§ TO BE DONE: Pick out each line below that contains the word "window", and copy those lines.

[start of GIVEN INFORMATION]

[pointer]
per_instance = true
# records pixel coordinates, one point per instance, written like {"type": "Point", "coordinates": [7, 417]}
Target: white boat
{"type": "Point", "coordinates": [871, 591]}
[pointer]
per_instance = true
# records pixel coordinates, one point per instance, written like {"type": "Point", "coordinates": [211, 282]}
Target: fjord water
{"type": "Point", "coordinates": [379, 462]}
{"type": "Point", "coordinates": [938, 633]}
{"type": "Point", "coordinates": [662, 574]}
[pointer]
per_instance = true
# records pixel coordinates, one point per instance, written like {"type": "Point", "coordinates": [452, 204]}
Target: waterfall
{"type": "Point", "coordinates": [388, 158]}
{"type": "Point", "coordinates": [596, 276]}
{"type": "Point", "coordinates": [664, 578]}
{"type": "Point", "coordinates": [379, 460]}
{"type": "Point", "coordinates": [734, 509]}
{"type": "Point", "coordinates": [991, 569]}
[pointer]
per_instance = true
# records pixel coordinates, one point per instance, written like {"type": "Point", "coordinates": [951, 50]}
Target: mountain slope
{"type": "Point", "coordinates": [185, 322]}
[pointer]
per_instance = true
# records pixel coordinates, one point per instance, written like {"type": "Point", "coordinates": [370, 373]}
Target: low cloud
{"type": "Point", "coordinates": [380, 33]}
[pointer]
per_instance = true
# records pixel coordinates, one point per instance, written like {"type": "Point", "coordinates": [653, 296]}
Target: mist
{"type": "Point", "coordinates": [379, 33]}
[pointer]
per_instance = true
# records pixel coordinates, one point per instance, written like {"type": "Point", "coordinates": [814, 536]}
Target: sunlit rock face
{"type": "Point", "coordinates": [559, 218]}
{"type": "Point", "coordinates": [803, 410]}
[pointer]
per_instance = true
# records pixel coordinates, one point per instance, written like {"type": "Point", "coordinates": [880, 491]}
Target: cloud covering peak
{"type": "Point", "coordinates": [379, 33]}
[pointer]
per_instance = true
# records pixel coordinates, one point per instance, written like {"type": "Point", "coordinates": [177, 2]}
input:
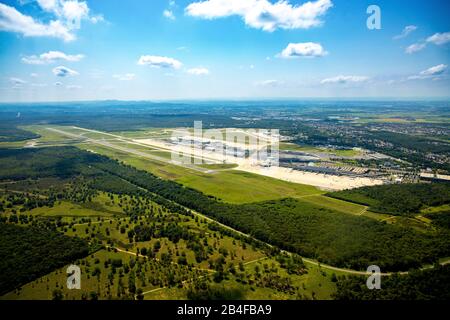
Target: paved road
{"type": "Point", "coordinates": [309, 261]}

[end of GIVEN INFORMATION]
[start of GIVEN INFORMATION]

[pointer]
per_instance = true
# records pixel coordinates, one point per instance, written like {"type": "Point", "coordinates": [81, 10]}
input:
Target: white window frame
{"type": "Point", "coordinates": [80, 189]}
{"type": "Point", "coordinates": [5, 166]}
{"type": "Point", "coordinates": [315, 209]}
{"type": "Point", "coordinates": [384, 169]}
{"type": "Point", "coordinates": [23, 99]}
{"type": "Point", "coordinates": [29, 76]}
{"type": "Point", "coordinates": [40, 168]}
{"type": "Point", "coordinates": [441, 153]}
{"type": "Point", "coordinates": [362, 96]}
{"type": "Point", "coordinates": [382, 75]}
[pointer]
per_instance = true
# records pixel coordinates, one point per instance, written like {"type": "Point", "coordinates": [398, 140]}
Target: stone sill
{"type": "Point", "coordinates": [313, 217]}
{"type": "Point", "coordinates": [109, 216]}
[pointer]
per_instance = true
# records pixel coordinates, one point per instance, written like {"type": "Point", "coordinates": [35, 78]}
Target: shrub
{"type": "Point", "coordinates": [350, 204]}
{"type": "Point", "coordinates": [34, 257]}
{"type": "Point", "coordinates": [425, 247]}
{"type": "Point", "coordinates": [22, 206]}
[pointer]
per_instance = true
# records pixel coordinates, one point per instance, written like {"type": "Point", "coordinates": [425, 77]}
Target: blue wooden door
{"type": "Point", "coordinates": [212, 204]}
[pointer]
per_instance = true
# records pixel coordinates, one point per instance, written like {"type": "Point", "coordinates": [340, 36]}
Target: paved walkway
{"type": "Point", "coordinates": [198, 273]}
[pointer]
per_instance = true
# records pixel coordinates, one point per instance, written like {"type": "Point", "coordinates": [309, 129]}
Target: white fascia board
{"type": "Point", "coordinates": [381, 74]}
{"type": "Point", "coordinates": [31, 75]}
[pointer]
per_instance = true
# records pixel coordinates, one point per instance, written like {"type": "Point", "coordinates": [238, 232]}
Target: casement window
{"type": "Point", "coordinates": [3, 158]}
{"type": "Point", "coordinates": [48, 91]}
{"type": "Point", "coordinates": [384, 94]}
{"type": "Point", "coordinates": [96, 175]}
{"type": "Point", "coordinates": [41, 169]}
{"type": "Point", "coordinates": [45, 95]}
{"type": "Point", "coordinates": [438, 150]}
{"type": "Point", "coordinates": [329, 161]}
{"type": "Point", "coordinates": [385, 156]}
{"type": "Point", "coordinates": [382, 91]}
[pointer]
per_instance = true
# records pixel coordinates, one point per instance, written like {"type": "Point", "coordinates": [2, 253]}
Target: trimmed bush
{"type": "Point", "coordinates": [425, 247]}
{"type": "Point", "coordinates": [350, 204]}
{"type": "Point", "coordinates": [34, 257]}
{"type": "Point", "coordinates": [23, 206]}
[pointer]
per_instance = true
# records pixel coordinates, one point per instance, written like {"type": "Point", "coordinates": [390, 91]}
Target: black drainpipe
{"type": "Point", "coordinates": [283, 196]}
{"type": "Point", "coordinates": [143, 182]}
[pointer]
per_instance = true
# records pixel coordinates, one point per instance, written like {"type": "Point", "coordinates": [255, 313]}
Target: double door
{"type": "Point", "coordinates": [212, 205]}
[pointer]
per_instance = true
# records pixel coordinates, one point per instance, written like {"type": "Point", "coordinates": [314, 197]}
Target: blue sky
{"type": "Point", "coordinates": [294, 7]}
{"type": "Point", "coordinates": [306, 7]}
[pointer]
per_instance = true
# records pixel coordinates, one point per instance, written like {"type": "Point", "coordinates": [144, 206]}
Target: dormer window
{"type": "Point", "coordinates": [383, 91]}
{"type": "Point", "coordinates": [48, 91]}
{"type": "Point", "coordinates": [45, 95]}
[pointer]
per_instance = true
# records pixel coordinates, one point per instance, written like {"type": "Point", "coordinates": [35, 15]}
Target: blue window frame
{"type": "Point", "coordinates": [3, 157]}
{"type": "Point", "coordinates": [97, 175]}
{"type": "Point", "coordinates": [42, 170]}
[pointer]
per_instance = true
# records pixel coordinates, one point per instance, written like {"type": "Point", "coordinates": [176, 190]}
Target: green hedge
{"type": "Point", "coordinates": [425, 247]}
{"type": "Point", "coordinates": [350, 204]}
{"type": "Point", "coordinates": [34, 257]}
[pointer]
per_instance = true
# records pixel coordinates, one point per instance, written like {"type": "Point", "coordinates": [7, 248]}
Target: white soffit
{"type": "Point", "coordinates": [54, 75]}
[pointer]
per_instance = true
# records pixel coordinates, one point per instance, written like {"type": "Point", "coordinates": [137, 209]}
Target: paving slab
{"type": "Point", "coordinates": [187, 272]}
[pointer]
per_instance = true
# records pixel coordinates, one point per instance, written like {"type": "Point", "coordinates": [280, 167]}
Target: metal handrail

[end of GIVEN INFORMATION]
[start of GIVEN INFORMATION]

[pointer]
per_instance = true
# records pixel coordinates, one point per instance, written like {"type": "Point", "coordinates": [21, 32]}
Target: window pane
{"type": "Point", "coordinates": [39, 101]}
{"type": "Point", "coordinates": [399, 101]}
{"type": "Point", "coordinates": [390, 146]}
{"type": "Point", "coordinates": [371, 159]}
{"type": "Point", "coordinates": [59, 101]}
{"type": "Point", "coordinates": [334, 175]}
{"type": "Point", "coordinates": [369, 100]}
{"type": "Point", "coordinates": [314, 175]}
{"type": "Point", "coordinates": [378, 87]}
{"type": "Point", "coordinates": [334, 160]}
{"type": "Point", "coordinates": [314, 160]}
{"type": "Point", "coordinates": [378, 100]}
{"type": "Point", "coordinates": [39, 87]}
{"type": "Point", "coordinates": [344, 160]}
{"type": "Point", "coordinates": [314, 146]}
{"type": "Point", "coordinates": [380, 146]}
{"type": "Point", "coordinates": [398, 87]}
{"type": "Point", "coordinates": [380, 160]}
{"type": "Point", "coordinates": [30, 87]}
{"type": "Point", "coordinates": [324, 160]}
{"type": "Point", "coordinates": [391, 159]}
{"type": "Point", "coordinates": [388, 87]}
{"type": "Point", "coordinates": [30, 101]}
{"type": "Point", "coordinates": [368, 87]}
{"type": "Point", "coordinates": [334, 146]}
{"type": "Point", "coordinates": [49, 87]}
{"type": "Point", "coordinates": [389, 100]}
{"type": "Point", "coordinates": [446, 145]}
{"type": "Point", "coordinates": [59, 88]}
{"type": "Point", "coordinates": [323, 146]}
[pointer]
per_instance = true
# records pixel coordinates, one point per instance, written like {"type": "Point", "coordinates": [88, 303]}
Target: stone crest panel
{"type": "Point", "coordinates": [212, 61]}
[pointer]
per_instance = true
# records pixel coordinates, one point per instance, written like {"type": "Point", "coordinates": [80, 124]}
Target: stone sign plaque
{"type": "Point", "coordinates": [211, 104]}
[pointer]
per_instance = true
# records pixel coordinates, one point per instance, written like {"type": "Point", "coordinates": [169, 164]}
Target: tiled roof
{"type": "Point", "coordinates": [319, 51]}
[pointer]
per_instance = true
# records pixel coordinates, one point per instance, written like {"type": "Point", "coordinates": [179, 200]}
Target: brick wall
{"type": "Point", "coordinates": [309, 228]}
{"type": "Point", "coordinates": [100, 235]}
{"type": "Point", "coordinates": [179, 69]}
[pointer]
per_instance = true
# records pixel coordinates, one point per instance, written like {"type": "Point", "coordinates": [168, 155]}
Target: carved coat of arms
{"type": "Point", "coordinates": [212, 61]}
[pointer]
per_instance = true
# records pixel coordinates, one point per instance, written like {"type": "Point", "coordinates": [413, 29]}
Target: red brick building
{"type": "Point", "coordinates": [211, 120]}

[end of GIVEN INFORMATION]

§ EXPECTED ANSWER:
Target: white window frame
Target: casement window
Target: dormer window
Target: blue window frame
Target: window pane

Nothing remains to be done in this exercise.